■ **Exercise brief**:
Below are records; reproduce exactly the lines from the one that has "Target: layered rock strata" through the one that has "Target: granite rock face", ends included, and nothing more.

┏━━

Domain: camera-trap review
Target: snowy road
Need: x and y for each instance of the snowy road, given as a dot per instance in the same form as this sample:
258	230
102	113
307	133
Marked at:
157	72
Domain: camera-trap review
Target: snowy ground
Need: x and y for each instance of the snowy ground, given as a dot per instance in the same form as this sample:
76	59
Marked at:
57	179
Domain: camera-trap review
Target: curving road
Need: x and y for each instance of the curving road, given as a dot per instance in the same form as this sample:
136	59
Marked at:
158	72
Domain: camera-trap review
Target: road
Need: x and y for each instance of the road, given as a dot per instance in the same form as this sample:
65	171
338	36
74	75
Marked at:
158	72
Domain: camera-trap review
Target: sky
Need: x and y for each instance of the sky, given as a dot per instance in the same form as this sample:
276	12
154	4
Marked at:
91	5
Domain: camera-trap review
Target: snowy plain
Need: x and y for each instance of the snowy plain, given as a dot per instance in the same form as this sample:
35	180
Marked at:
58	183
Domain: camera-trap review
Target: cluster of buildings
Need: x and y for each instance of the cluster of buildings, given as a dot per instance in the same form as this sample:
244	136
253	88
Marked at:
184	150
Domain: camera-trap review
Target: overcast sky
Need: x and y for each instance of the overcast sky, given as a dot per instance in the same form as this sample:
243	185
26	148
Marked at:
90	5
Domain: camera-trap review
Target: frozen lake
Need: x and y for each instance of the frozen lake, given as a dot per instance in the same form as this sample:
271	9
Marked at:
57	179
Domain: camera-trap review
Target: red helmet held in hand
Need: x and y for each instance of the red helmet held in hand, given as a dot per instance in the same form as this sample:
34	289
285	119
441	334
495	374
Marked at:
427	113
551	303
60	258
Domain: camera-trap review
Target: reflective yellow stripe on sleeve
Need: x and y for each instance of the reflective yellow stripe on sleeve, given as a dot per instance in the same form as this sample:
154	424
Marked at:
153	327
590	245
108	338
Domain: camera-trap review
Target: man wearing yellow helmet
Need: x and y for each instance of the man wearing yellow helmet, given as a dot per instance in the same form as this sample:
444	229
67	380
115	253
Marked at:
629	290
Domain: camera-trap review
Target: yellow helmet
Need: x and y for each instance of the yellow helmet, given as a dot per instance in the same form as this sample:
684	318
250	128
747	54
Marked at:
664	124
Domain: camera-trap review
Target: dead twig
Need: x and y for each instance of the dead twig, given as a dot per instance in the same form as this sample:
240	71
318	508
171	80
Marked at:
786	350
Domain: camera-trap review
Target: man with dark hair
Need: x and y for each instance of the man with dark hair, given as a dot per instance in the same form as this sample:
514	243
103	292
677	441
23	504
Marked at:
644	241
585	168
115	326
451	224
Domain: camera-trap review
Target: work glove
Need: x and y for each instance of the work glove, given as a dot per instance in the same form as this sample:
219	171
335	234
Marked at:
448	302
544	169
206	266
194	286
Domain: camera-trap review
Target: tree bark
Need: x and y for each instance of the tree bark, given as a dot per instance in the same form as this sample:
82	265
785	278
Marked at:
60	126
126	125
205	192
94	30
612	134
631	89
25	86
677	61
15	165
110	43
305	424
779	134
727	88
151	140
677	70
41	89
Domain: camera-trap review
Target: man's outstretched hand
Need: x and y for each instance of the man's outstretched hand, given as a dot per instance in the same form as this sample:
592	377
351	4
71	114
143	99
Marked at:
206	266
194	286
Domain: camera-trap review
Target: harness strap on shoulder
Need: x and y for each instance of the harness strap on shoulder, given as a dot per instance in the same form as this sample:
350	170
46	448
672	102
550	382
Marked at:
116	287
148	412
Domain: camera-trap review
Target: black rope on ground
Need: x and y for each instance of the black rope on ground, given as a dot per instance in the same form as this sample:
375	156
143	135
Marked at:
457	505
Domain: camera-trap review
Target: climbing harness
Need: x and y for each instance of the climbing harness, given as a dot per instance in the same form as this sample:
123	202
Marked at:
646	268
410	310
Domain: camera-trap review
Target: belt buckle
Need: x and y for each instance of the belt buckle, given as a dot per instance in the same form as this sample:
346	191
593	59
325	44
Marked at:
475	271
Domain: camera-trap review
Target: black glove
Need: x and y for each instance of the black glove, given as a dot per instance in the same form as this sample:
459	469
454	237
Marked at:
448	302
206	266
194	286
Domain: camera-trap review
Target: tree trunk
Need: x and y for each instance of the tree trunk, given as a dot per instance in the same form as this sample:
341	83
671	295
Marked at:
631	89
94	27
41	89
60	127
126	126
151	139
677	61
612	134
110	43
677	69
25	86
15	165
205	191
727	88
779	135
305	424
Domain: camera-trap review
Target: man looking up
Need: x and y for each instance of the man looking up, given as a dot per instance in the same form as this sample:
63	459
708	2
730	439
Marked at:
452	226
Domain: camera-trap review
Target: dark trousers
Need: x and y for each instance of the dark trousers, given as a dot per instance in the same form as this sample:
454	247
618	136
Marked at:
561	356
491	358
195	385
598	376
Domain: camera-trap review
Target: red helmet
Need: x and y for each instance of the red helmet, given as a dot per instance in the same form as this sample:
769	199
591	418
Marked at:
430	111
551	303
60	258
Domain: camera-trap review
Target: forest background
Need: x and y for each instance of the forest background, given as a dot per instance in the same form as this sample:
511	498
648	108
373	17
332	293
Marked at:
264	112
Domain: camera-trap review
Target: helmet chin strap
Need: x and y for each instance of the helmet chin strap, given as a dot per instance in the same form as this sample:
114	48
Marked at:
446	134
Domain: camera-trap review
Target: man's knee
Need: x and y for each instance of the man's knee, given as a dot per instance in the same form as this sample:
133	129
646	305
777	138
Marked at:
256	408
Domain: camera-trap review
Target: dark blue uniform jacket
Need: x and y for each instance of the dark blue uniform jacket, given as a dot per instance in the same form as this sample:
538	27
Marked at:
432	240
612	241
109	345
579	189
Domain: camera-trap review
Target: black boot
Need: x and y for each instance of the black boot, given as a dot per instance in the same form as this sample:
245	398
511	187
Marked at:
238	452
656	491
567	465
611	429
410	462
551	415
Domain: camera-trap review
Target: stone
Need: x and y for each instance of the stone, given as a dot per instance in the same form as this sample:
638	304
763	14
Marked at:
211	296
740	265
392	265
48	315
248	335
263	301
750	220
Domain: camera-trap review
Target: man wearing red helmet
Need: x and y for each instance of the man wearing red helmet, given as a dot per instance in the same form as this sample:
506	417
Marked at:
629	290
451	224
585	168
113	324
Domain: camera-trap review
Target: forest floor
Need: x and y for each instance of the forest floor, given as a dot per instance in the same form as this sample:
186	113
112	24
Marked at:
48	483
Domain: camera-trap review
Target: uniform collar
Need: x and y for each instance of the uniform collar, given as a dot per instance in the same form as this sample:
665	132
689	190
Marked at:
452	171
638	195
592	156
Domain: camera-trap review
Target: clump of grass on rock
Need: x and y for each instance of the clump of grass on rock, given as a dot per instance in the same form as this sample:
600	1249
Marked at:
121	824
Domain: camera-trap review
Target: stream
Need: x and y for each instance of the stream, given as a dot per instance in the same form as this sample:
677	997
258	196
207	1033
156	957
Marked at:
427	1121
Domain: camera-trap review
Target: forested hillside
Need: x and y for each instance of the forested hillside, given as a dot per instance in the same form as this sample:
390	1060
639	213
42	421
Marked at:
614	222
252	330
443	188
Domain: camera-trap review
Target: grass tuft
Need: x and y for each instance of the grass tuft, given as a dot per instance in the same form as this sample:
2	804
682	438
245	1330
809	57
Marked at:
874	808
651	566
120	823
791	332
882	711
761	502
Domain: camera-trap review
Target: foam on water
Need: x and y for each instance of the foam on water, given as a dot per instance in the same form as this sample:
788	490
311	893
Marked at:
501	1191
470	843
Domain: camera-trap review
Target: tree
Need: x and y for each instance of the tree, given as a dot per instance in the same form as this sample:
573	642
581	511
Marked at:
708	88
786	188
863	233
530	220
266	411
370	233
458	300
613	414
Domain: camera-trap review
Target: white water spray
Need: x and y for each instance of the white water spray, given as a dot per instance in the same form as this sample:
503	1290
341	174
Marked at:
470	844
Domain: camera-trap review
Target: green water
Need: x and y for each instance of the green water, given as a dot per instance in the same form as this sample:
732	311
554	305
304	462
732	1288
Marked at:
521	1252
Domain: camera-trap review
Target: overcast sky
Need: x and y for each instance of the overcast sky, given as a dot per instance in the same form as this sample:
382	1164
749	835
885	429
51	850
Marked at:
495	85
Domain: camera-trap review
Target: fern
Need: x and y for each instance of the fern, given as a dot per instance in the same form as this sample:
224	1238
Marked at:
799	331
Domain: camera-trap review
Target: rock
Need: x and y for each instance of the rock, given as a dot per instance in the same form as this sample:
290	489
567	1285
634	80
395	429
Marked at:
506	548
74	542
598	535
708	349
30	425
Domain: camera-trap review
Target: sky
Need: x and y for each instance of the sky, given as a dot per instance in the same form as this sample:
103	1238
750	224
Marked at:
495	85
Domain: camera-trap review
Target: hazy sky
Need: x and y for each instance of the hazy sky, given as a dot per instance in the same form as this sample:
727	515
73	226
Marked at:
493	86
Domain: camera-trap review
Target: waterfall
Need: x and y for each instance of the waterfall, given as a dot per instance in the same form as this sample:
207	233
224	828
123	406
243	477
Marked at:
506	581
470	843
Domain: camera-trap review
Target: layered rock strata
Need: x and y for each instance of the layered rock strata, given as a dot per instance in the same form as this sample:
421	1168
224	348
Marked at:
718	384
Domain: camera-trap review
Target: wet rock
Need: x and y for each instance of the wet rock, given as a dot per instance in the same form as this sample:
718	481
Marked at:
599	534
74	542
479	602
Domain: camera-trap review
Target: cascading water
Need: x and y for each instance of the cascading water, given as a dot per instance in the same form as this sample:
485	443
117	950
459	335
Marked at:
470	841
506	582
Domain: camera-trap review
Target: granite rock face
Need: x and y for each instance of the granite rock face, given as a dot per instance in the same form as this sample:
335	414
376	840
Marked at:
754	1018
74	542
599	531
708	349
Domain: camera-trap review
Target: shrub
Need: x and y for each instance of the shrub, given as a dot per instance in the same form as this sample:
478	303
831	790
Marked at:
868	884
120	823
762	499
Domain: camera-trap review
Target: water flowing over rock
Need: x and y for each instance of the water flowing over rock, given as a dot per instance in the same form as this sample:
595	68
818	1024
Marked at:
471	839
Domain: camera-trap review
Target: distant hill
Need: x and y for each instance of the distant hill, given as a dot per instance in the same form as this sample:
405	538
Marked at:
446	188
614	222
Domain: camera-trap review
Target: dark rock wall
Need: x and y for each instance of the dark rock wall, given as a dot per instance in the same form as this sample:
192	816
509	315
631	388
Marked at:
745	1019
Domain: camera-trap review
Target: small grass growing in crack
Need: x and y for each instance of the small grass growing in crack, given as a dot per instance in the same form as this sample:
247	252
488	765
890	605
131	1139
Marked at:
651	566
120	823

┗━━

■ **Solution for this exercise**:
Target: layered rock strata
Need: x and y for each instance of the layered rock strata, given as a dot per instance in the same form as this sample:
421	1168
224	348
Marked at:
718	384
Domain: camera-trap review
Target: wet rock
Need: x and y for each instance of the wet rock, given as a dot per instance in the same form as this sample:
718	481
Marked at:
599	534
74	542
479	602
Domain: camera-trap review
Target: cascading water
Need: x and y for each instance of the cascading water, given as a dot per instance in the same form as this sample:
485	443
117	950
459	335
Marked at:
470	841
506	582
Domain: camera-trap review
Target: granite rock face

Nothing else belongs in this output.